▶ Article
Une patrouille de la Monusco à à Pinga , dans le Nord Kivu, en mai 2019. © Photo MONUSCO

Une patrouille de la Monusco à à Pinga , dans le Nord Kivu, en mai 2019. © Photo MONUSCO

C’est la conséquence directe des difficiles arbitrages auxquels le département des opérations de maintien de la paix de l’ONU est confronté. Depuis l’élection de Donald Trump, les États-Unis, principaux bailleurs de ce type d’opérations, ont sensiblement réduit leur contribution. Et la situation de plus en plus dégradée au Mali a fait passer la RD Congo au second rang des priorités : en dépit des revendications jihadistes dans la province du Nord-Kivu, le pays n’est pas considéré comme central dans la guerre contre l’extrémisme islamique.

Ce n’est pas Joseph Kabila qui se plaindra de ce retrait. L’ancien président le réclame depuis 2010. Il l’a même « exigé » à New York, en septembre 2018, dénonçant notamment des résultats « largement mitigés sur le plan opérationnel ». Il avait même fixé une date butoir : l’année 2020.

Entre lui et la Monusco, la défiance n’a pourtant pas toujours été de mise. Les élections de 2006 ont été fortement appuyées par la Monuc (son nom à l’époque). Après la chute de la ville de Goma, prise par le Mouvement du 23-mars (M23) en 2012, les Casques bleus et l’armée congolaise avaient étroitement ­c­ollaboré contre les rebelles. Mais les relations se sont fortement dégradées sous le mandat de l’intransigeant Martin Kobler, à la tête de la mission de 2013 à 2015.

En 2014, irrité par les rapports du bureau des droits de l’homme, Kinshasa était allée jusqu’à expulser son chef, le Britannique Scott Campbell. Une situation particulièrement difficile à gérer pour les Casques bleus, qui ont besoin de la coopération du pays hôte pour fonctionner. À plusieurs reprises, d’ailleurs, leur équipement est resté bloqué aux douanes congolaises.

Joseph Kabila et Antonio Guterres, au siège de l'ONU. © UN/Evan Schneider

Joseph Kabila et Antonio Guterres, au siège de l'ONU. © UN/Evan Schneider

Kabila craignait que les forces de la Monusco puissent être utilisées contre lui

L’expiration du dernier mandat de Joseph Kabila, fin 2016, n’a fait que ­renforcer la tension. « Kabila craignait que les forces de la Monusco puissent être utilisées contre lui, comme celles de l’Onuci l’ont été contre l’Ivoirien Laurent Gbagbo », se souvient un diplomate occidental.

▶ Entrées enregistrées
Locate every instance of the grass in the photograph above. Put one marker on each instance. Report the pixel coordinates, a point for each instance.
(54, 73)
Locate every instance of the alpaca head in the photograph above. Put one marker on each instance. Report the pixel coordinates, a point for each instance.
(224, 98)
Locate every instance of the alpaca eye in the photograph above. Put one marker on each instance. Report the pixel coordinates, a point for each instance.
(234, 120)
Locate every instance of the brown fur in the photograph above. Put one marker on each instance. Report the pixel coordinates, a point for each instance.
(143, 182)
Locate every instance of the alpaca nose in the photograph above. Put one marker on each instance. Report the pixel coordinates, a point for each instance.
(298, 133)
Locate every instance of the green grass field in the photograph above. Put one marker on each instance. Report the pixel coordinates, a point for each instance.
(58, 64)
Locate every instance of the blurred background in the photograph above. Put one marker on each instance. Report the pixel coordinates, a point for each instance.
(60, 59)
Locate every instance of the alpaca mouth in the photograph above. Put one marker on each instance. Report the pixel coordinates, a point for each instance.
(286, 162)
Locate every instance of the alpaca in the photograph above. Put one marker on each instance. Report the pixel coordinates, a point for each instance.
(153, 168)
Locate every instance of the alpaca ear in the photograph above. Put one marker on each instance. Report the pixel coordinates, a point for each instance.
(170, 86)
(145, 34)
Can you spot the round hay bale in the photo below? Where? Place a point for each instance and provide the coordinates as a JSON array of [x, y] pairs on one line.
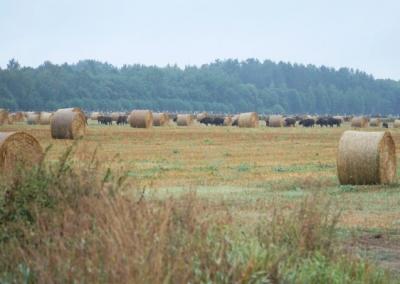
[[228, 121], [32, 117], [45, 117], [3, 116], [248, 120], [375, 122], [201, 115], [18, 149], [276, 121], [141, 119], [68, 123], [160, 119], [184, 119], [366, 158], [94, 115], [359, 122]]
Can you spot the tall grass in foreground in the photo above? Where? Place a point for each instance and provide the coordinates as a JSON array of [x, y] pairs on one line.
[[67, 223]]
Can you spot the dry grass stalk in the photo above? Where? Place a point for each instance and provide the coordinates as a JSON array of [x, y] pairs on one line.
[[68, 123], [141, 119], [366, 158]]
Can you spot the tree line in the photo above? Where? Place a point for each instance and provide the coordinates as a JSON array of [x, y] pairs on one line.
[[227, 86]]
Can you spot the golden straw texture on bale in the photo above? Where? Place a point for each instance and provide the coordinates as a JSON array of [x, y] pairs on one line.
[[68, 123], [32, 117], [141, 119], [184, 119], [366, 158], [18, 149], [228, 121], [375, 122], [248, 120], [3, 116], [359, 122], [160, 119], [45, 117], [276, 121]]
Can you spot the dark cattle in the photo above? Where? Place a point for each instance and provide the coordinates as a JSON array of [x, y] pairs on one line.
[[290, 121], [122, 119], [106, 120], [308, 122]]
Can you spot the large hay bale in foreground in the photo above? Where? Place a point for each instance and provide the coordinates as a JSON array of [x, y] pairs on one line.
[[18, 149], [184, 119], [276, 121], [228, 121], [160, 119], [359, 122], [32, 117], [3, 116], [248, 120], [45, 117], [375, 122], [141, 119], [68, 123], [366, 158]]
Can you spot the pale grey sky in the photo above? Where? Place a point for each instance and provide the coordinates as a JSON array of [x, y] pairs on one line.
[[361, 34]]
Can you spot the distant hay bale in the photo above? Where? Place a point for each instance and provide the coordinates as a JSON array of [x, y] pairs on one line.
[[184, 120], [248, 120], [3, 116], [141, 119], [68, 123], [18, 149], [276, 121], [228, 121], [32, 117], [201, 115], [366, 158], [94, 115], [160, 119], [359, 122], [375, 122], [45, 117]]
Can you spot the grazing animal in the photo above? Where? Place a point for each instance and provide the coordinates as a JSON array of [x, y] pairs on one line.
[[307, 122], [105, 120], [290, 121], [122, 119]]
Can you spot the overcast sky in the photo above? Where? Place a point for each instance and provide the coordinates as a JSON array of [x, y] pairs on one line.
[[361, 34]]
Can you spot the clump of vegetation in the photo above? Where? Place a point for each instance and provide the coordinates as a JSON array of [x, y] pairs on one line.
[[68, 223]]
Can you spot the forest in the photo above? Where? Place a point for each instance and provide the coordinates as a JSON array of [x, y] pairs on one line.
[[227, 86]]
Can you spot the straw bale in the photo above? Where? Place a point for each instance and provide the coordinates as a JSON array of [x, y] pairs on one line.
[[366, 158]]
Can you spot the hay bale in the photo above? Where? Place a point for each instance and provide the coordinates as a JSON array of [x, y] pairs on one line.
[[32, 117], [366, 158], [359, 122], [375, 122], [45, 117], [276, 121], [18, 149], [141, 119], [184, 119], [228, 120], [68, 123], [201, 115], [248, 120], [3, 116], [160, 119]]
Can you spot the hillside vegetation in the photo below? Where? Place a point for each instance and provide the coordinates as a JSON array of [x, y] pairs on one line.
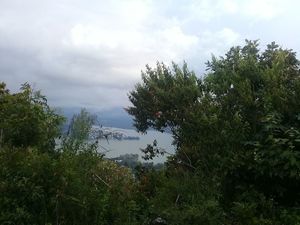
[[237, 161]]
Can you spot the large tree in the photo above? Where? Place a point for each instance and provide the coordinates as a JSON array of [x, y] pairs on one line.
[[239, 124]]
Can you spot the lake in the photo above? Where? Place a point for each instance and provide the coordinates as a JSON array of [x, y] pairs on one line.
[[116, 147]]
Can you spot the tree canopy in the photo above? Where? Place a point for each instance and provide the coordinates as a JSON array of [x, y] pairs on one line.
[[238, 125]]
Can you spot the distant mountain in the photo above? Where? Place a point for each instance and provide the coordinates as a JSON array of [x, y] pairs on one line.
[[116, 117]]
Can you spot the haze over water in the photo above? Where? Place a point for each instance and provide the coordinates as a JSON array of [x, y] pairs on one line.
[[120, 147]]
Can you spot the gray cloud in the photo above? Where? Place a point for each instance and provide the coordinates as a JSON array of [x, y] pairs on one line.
[[90, 54]]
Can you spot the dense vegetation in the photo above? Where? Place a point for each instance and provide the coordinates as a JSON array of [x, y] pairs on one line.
[[237, 133]]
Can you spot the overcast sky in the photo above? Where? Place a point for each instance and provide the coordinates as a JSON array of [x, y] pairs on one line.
[[89, 53]]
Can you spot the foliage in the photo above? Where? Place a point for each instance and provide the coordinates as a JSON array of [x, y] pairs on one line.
[[237, 128], [71, 184], [26, 120]]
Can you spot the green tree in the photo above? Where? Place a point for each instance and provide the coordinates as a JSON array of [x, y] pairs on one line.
[[27, 120], [237, 127]]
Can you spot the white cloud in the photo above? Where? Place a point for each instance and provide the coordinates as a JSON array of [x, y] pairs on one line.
[[91, 52]]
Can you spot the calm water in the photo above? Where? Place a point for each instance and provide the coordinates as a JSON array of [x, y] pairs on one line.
[[116, 147]]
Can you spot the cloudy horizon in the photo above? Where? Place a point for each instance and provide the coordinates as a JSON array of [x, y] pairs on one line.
[[91, 53]]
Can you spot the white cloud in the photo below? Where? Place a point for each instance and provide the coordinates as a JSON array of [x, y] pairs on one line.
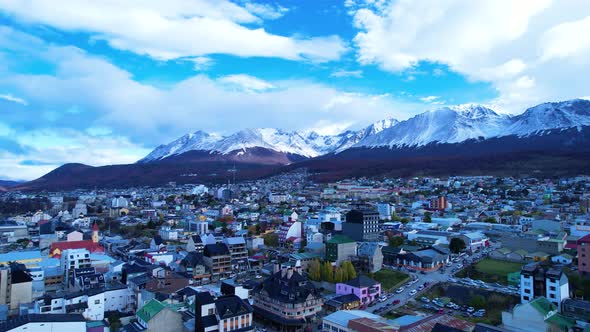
[[116, 117], [246, 82], [202, 63], [347, 73], [177, 28], [429, 99], [531, 51], [11, 98], [266, 11]]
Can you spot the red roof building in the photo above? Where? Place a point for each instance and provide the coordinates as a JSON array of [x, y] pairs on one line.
[[58, 247]]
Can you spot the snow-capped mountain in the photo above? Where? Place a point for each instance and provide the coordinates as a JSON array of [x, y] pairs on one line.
[[546, 116], [445, 125], [452, 124]]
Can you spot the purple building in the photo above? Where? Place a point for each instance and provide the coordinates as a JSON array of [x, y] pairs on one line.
[[365, 288]]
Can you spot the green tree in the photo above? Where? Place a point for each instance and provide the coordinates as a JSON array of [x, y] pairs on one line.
[[339, 275], [315, 270], [478, 302], [396, 241], [271, 240], [457, 245], [349, 271]]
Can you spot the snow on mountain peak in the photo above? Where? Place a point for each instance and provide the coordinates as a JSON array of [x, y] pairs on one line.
[[449, 124]]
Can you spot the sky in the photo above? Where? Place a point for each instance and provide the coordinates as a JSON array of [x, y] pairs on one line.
[[105, 81]]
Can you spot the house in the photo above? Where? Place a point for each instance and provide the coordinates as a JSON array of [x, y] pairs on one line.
[[44, 322], [365, 288], [154, 316], [562, 259], [287, 298], [218, 260], [475, 241], [338, 321], [584, 255], [340, 248], [369, 257], [234, 314], [424, 259], [362, 225], [534, 316], [535, 281], [195, 244]]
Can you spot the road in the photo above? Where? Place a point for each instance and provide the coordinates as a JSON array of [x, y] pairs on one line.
[[432, 278]]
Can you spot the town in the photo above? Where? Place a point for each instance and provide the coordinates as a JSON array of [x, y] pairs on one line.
[[285, 253]]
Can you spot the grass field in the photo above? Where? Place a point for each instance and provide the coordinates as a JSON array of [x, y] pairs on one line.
[[390, 279], [491, 270]]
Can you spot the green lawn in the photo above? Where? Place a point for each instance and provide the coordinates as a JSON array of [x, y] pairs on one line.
[[390, 279], [491, 270]]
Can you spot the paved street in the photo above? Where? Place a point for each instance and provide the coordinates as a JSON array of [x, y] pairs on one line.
[[432, 278]]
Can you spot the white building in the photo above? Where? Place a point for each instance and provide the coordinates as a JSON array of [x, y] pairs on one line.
[[535, 282], [385, 211]]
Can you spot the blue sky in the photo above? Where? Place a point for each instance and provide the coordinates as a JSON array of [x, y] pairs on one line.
[[104, 82]]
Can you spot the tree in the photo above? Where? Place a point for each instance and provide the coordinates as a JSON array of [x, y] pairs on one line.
[[478, 302], [315, 270], [271, 240], [457, 245], [396, 241], [349, 271], [339, 275], [327, 272]]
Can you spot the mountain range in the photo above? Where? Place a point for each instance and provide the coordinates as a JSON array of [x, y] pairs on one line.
[[443, 141]]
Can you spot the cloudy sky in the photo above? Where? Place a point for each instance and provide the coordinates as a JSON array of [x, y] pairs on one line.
[[105, 81]]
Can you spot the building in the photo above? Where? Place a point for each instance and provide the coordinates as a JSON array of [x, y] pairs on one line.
[[43, 323], [218, 260], [535, 282], [362, 225], [238, 253], [385, 211], [439, 203], [365, 288], [340, 248], [584, 255], [195, 243], [475, 241], [369, 257], [339, 320], [424, 259], [154, 316], [16, 287], [72, 259], [534, 316], [234, 314], [287, 298]]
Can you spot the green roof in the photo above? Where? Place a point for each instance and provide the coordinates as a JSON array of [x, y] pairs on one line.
[[304, 255], [339, 239], [150, 309], [543, 305], [563, 322]]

▶ Exercice proposé
D'après l'article, quelle date butoir Joseph Kabila avait-il fixée pour le retrait de la Monusco ? Répondez en quelques mots, s'il vous plaît.

▶ Réponse complète
L'année 2020.